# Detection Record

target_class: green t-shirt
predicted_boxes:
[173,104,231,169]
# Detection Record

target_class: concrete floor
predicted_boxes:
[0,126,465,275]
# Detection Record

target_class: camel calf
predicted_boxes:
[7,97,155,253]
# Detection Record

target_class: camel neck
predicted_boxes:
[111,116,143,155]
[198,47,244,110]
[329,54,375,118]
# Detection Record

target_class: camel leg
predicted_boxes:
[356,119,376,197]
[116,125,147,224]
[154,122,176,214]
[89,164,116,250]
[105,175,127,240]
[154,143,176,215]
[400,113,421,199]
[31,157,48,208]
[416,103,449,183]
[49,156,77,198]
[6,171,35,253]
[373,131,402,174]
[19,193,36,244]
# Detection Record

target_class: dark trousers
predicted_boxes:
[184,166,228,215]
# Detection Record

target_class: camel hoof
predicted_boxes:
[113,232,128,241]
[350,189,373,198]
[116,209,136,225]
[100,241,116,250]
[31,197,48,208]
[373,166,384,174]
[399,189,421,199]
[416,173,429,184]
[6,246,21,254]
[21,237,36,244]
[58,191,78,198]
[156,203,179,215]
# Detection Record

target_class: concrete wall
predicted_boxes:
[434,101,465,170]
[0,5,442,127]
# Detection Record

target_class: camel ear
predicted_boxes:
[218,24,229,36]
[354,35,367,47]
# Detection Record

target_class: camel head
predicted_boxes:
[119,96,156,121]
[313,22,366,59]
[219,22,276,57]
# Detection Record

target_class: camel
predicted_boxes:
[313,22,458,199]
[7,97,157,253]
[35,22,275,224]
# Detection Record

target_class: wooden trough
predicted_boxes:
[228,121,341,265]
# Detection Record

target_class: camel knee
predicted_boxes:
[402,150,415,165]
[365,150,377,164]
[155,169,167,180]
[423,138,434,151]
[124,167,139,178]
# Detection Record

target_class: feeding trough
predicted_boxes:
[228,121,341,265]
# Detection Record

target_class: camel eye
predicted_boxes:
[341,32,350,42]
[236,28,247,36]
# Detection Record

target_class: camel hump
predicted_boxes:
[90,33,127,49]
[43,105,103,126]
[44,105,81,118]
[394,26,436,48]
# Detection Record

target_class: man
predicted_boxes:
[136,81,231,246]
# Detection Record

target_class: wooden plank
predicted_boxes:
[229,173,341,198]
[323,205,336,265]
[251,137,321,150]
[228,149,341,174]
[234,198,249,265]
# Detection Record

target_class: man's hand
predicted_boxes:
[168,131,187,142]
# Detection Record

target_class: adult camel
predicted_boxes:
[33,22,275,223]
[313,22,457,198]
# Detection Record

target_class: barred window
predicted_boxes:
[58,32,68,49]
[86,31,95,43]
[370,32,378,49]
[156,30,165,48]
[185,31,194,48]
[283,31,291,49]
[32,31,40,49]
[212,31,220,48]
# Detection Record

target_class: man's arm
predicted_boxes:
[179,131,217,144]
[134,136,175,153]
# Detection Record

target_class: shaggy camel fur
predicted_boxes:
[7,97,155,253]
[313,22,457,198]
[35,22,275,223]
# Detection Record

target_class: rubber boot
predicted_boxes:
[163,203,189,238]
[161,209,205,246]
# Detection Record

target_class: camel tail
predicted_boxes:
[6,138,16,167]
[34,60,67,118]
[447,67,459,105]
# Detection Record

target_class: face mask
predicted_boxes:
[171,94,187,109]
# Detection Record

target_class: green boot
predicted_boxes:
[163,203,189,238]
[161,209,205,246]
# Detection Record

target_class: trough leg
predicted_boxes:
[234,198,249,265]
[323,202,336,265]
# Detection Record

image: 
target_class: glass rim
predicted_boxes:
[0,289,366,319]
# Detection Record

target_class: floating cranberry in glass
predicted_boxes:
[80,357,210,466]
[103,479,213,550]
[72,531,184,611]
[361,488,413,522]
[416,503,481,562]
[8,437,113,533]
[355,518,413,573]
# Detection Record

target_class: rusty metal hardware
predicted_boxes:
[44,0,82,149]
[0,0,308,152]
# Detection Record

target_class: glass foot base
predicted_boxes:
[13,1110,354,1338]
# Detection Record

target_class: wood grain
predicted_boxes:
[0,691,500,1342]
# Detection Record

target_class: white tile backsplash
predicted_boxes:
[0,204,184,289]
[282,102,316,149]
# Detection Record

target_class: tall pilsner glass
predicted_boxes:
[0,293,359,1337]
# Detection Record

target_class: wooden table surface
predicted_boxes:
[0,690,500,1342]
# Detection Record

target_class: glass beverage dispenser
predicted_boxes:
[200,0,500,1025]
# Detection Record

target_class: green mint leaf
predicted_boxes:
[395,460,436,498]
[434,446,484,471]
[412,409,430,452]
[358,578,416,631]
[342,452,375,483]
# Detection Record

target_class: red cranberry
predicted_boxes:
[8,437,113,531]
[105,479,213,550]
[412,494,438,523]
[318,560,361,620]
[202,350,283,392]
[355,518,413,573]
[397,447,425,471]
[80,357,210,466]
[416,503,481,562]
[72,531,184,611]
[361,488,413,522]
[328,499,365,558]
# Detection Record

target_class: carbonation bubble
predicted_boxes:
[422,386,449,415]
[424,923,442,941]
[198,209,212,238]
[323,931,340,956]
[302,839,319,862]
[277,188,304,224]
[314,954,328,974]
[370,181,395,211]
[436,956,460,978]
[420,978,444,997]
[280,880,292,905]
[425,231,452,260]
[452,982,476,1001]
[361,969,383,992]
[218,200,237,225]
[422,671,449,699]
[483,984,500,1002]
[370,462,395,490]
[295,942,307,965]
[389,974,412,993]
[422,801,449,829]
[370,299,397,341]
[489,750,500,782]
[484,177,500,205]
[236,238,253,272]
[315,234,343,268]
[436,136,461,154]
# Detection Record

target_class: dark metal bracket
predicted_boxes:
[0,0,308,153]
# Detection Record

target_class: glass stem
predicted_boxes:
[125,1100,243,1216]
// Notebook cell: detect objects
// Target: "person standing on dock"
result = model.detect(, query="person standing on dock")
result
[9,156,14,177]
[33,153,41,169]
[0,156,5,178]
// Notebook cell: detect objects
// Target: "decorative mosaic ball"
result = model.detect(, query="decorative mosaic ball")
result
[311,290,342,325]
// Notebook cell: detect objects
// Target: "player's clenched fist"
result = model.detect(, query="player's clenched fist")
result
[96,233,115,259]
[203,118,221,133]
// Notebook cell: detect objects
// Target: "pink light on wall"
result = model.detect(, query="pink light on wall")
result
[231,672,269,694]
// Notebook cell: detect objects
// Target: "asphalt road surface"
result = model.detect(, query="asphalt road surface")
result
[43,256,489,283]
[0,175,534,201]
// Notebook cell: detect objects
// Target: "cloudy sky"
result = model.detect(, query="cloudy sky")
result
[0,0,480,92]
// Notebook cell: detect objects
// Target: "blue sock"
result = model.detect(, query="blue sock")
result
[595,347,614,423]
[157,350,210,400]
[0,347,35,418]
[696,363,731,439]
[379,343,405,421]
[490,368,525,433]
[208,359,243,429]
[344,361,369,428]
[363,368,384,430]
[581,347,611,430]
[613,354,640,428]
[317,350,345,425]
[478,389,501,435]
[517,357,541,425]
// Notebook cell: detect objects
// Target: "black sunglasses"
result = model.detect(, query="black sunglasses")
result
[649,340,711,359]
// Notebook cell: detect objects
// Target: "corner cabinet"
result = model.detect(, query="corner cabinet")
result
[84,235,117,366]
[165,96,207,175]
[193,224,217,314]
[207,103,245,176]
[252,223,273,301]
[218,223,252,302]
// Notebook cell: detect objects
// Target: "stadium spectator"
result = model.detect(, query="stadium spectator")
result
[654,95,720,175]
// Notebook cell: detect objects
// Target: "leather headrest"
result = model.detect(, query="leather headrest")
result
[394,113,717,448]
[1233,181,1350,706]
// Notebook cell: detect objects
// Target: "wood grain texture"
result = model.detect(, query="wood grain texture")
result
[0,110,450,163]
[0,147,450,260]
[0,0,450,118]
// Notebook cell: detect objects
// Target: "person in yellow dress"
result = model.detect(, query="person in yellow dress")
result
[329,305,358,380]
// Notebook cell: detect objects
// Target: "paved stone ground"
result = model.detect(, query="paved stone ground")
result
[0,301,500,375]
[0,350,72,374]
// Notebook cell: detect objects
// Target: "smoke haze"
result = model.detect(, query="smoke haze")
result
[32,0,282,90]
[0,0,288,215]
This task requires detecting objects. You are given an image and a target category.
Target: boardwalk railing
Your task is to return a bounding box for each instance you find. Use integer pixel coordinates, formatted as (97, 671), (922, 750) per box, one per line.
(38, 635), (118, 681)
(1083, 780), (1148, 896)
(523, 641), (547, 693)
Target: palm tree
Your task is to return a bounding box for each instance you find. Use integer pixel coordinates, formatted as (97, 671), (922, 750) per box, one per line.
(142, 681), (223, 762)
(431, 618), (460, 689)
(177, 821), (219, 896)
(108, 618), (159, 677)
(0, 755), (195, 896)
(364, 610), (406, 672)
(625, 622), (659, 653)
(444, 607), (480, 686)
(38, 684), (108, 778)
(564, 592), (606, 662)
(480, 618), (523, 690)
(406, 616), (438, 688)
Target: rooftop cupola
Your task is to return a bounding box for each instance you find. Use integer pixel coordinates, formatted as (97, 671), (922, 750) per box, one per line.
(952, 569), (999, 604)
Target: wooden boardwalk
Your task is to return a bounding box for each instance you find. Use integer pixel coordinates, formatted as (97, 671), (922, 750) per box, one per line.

-- -- --

# TASK
Copy out everything from the start of the data down to the line containing "[136,81,231,246]", keeping both ends and reproducing each line character for character.

# THE ANSWER
# Detection Record

target_class: green t-shirt
predicted_boxes:
[173,104,231,169]
# Detection Record

target_class: concrete floor
predicted_boxes:
[0,126,465,275]
# Detection Record

target_class: camel calf
predicted_boxes:
[7,97,155,253]
# Detection Record

target_class: camel neck
predicted_boxes:
[111,116,143,155]
[198,47,244,110]
[329,54,375,118]
# Detection Record

target_class: camel leg
predicted_boxes:
[356,119,376,197]
[116,125,147,224]
[154,122,176,214]
[89,164,116,250]
[105,175,127,240]
[154,143,176,215]
[400,113,421,199]
[31,157,48,208]
[416,103,449,183]
[49,156,77,198]
[6,171,35,253]
[373,131,402,174]
[19,193,36,244]
# Detection Record

target_class: dark trousers
predicted_boxes:
[184,166,228,215]
# Detection Record

target_class: camel hoof
predicted_boxes:
[113,232,128,241]
[350,189,373,198]
[116,209,136,225]
[100,241,116,250]
[31,197,48,208]
[373,166,384,174]
[399,189,421,199]
[416,173,429,184]
[6,246,21,254]
[21,237,36,244]
[58,191,78,198]
[156,203,179,215]
# Detection Record

target_class: concrete wall
predicted_boxes:
[434,101,465,170]
[0,5,442,127]
# Detection Record

target_class: camel ear
predicted_boxes:
[218,24,229,36]
[354,35,367,47]
# Detection Record

target_class: camel head
predicted_boxes:
[119,96,156,121]
[313,22,366,59]
[219,22,276,57]
# Detection Record

target_class: camel
predicted_boxes:
[313,22,458,199]
[7,97,157,253]
[35,22,275,224]
# Detection Record

target_class: wooden trough
predicted_boxes:
[228,121,341,265]
# Detection Record

target_class: camel knee
predicted_boxes:
[402,150,415,165]
[365,150,377,164]
[155,169,167,180]
[423,138,434,151]
[124,167,139,178]
# Detection Record

target_class: feeding trough
predicted_boxes:
[228,121,341,265]
# Detection Record

target_class: camel eye
predicted_boxes:
[341,32,350,42]
[236,28,247,36]
# Detection Record

target_class: camel hump
predicted_boxes:
[90,33,127,49]
[43,105,103,126]
[44,105,81,118]
[394,26,436,48]
# Detection Record

target_class: man
predicted_boxes:
[136,81,231,246]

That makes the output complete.